### WRITTEN TASK
Reproduce the entries word for word, starting at the line that contains "- **Query**: green grass field" and stopping after the final line of the entries.

──────────────────────────────

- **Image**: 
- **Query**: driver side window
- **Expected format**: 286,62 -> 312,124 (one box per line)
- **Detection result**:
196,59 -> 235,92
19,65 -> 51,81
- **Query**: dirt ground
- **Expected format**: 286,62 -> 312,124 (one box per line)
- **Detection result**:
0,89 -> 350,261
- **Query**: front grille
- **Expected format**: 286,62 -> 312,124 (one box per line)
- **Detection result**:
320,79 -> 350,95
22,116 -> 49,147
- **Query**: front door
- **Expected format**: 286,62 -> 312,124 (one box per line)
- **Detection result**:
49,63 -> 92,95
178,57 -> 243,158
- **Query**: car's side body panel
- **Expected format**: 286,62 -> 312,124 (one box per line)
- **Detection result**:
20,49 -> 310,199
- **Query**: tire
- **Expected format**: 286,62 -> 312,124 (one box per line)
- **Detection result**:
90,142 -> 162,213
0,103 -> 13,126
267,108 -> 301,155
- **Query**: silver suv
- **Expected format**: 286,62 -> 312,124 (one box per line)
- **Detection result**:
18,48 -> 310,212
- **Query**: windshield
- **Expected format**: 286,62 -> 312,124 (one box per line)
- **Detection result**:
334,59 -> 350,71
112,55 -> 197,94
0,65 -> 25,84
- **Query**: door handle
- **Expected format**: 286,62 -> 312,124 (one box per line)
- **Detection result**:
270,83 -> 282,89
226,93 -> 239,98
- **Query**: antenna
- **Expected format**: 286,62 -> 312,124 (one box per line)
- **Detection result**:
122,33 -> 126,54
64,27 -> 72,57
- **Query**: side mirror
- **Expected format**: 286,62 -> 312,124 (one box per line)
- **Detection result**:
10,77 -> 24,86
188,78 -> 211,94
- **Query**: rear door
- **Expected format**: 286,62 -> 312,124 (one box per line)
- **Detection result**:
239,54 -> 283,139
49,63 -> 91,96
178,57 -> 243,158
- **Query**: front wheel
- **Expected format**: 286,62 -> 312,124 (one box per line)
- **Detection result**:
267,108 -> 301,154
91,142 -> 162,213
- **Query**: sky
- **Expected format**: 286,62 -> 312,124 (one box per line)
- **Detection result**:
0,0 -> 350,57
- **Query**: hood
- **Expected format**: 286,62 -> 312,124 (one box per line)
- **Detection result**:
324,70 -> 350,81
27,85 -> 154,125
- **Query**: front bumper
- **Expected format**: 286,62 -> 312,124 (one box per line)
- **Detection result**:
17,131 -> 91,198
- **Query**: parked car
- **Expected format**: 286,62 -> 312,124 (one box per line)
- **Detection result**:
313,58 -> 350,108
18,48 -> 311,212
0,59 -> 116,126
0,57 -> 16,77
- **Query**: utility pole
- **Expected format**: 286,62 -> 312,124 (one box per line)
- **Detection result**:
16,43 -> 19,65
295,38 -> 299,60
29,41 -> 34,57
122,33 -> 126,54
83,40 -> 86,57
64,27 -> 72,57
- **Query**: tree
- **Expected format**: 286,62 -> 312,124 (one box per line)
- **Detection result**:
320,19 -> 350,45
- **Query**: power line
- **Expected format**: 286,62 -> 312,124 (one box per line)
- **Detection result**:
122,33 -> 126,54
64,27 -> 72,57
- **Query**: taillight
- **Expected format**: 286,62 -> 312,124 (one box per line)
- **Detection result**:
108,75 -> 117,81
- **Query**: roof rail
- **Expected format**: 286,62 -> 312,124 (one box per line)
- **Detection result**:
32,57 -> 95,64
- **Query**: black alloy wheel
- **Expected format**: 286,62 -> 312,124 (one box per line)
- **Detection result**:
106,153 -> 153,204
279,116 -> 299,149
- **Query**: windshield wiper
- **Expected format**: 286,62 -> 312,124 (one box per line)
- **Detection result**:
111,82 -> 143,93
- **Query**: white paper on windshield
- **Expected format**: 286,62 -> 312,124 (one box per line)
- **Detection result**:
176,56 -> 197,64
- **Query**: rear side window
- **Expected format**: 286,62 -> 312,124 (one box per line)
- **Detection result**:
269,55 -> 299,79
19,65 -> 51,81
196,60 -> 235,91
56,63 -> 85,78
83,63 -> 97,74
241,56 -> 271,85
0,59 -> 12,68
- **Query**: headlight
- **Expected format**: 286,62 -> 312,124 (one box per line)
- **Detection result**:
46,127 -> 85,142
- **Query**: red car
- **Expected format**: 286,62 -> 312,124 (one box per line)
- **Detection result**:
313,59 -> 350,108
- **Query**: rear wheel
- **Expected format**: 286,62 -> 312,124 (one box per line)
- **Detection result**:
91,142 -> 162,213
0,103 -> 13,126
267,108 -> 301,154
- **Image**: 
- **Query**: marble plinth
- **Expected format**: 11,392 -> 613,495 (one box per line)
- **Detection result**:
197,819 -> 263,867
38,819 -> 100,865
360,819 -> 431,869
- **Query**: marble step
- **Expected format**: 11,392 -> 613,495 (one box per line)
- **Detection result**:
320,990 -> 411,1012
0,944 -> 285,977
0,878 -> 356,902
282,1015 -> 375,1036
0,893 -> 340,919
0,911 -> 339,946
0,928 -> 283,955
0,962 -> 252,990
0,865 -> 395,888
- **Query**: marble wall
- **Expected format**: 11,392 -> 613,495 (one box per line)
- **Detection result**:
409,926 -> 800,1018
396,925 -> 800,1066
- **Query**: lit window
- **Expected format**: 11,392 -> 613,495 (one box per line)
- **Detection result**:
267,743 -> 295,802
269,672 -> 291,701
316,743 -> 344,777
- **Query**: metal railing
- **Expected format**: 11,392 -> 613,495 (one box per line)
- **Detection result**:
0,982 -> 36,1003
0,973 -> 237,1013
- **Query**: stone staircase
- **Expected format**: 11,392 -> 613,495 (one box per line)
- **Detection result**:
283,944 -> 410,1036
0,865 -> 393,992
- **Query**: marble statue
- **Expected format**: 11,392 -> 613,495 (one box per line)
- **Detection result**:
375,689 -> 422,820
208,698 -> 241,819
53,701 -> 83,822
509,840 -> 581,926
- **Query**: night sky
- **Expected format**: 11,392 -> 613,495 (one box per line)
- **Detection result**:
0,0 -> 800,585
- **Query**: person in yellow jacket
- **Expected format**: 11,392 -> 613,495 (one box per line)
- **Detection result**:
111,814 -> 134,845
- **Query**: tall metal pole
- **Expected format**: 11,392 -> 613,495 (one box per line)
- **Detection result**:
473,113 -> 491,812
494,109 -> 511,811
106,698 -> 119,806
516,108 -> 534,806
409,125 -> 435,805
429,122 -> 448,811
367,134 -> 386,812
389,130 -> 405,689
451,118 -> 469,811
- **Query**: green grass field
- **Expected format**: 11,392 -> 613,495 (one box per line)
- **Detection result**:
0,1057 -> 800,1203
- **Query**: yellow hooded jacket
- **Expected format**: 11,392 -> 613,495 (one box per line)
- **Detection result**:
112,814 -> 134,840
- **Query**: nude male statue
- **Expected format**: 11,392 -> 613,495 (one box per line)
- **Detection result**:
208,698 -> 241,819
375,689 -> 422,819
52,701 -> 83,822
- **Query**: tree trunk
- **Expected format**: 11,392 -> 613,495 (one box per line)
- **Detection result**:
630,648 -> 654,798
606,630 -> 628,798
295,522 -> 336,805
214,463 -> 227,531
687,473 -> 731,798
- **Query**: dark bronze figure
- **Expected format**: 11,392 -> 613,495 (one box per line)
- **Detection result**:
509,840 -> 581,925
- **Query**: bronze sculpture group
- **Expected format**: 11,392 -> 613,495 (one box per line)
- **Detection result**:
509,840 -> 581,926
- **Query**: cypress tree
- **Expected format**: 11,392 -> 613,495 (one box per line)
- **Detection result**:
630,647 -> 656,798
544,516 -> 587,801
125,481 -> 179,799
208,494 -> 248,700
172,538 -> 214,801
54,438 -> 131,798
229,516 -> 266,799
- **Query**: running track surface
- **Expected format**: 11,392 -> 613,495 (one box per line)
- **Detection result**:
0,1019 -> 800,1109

──────────────────────────────

### EXERCISE OUTPUT
- **Query**: green grass field
- **Expected format**: 11,392 -> 613,495 (one box per line)
- **Detection result**:
0,1057 -> 800,1203
- **Query**: yellow hooded jacket
- **Expected format**: 11,392 -> 613,495 (one box per line)
- **Detection result**:
112,814 -> 134,840
- **Query**: nude male statue
- **Expected format**: 11,392 -> 613,495 (one box per line)
- **Detection result**:
208,698 -> 241,819
375,689 -> 422,819
52,701 -> 83,822
- **Query**: tree trunk
- **Expected format**: 11,392 -> 613,495 (one box per line)
- **Detection result**:
630,648 -> 654,798
606,630 -> 628,798
295,522 -> 336,805
214,463 -> 227,531
687,473 -> 731,798
- **Query**: dark bronze figure
- **Expected format**: 11,392 -> 613,495 (one box per line)
- **Detection result**:
509,840 -> 581,925
- **Query**: bronze sculpture group
- **Expected format**: 11,392 -> 613,495 (one box per line)
- **Detection result**:
509,840 -> 581,926
- **Query**: cypress tree
- **Expected format**: 11,392 -> 613,495 (one box per line)
- **Detection result**:
630,647 -> 656,798
544,516 -> 587,801
125,481 -> 179,799
208,494 -> 248,700
172,538 -> 214,801
54,438 -> 131,798
229,516 -> 266,799
- **Query**: running track surface
- **Expected format**: 11,392 -> 613,495 (one box per line)
- **Detection result**:
0,1019 -> 800,1109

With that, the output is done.